Your objective → Convert the rows below into a JSON array of strings, one string per line, skipping blank lines. Leave the pictures out.

Stored data →
======
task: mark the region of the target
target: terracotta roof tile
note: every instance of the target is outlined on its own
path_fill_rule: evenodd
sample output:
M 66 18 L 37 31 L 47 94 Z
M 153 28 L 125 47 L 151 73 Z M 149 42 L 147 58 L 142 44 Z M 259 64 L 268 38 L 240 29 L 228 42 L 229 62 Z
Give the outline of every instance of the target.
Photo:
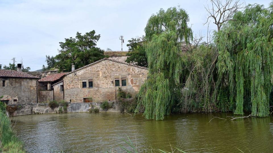
M 26 72 L 17 72 L 16 70 L 0 69 L 0 78 L 40 78 Z
M 52 74 L 43 78 L 38 80 L 39 82 L 49 82 L 55 81 L 59 79 L 67 73 L 61 73 Z
M 67 73 L 65 75 L 69 75 L 69 74 L 71 74 L 71 73 L 73 73 L 73 72 L 76 72 L 76 71 L 78 71 L 78 70 L 80 70 L 82 69 L 83 69 L 83 68 L 86 68 L 86 67 L 88 67 L 88 66 L 90 66 L 90 65 L 93 65 L 93 64 L 96 64 L 96 63 L 98 63 L 98 62 L 101 62 L 101 61 L 104 61 L 104 60 L 108 60 L 108 61 L 113 61 L 113 62 L 117 62 L 117 63 L 121 63 L 121 64 L 125 64 L 125 65 L 130 65 L 130 66 L 134 66 L 134 67 L 138 67 L 138 68 L 140 68 L 140 69 L 147 69 L 145 67 L 142 67 L 142 66 L 138 66 L 138 65 L 134 65 L 134 64 L 129 64 L 129 63 L 125 63 L 125 62 L 121 62 L 121 61 L 116 61 L 116 60 L 112 60 L 112 59 L 109 59 L 107 58 L 103 58 L 101 60 L 98 60 L 98 61 L 96 61 L 94 62 L 94 63 L 92 63 L 89 64 L 88 64 L 88 65 L 85 65 L 85 66 L 83 66 L 83 67 L 80 67 L 80 68 L 79 68 L 78 69 L 76 69 L 75 70 L 75 71 L 72 71 L 70 72 L 69 72 L 68 73 Z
======
Exercise solution →
[
  "task: mark the region of the target",
  "target: terracotta roof tile",
  "note: every instance of the target is outlined on its own",
  "path_fill_rule: evenodd",
  "sample output:",
  "M 66 18 L 37 31 L 47 94 Z",
  "M 153 28 L 125 47 L 151 73 Z M 149 42 L 147 58 L 142 44 Z M 259 64 L 268 38 L 240 29 L 228 42 L 229 62 Z",
  "Give the outline of every instance of the target.",
  "Photo:",
  "M 26 72 L 17 72 L 16 70 L 0 69 L 0 78 L 40 78 Z",
  "M 52 74 L 43 78 L 38 80 L 39 82 L 49 82 L 55 81 L 59 79 L 67 73 L 61 73 Z",
  "M 67 73 L 65 75 L 69 75 L 69 74 L 71 74 L 71 73 L 73 73 L 73 72 L 76 72 L 76 71 L 78 71 L 78 70 L 80 70 L 82 69 L 83 69 L 83 68 L 86 68 L 86 67 L 88 67 L 88 66 L 90 66 L 90 65 L 93 65 L 93 64 L 96 64 L 96 63 L 98 63 L 98 62 L 101 62 L 101 61 L 104 61 L 104 60 L 108 60 L 108 61 L 113 61 L 113 62 L 117 62 L 117 63 L 121 63 L 121 64 L 125 64 L 125 65 L 130 65 L 130 66 L 134 66 L 134 67 L 138 67 L 138 68 L 140 68 L 140 69 L 147 69 L 145 67 L 142 67 L 142 66 L 138 66 L 138 65 L 134 65 L 134 64 L 129 64 L 129 63 L 125 63 L 125 62 L 121 62 L 121 61 L 116 61 L 116 60 L 112 60 L 112 59 L 109 59 L 107 58 L 103 58 L 101 60 L 98 60 L 98 61 L 96 61 L 94 62 L 94 63 L 92 63 L 89 64 L 88 64 L 88 65 L 85 65 L 85 66 L 83 66 L 83 67 L 80 67 L 80 68 L 79 68 L 78 69 L 76 69 L 75 70 L 75 71 L 72 71 L 70 72 L 69 72 L 68 73 Z"
]